** Exercise objective **
In the records below, find the lines that include "tree" and copy each.

** Data records **
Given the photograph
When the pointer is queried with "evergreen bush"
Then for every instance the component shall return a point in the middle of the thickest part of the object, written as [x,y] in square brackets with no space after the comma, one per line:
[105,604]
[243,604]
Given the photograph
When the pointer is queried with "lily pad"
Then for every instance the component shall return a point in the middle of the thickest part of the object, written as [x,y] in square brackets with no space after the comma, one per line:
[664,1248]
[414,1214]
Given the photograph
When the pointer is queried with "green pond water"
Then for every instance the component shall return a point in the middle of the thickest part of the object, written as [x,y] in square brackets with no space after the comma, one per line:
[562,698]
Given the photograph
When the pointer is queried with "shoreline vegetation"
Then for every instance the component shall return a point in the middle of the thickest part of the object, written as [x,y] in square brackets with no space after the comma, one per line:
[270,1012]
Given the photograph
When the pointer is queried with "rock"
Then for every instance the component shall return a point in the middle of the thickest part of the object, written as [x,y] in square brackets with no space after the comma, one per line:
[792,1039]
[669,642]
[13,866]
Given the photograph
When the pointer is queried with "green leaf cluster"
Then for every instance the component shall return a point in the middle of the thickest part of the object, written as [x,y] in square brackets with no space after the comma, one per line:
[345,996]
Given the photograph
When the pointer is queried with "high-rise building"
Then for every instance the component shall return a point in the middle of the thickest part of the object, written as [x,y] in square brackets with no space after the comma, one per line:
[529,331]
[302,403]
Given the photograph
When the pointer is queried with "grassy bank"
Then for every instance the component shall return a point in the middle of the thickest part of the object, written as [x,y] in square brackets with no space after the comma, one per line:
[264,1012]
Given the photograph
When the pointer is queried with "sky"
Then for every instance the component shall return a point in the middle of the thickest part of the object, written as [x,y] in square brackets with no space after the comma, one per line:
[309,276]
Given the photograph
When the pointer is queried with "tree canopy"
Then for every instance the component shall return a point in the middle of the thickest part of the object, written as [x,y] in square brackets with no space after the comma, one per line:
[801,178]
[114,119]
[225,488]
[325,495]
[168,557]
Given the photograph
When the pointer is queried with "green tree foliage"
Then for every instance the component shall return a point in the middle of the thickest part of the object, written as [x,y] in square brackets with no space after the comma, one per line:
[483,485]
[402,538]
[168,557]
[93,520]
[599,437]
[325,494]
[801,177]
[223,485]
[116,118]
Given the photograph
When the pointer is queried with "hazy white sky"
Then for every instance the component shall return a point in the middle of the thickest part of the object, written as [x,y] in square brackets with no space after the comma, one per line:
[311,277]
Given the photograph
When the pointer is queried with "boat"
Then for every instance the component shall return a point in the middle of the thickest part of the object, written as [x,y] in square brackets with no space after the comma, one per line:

** Written answer **
When the pointer is queried with "tree canopy"
When the pointer is queried with "green tree foliage"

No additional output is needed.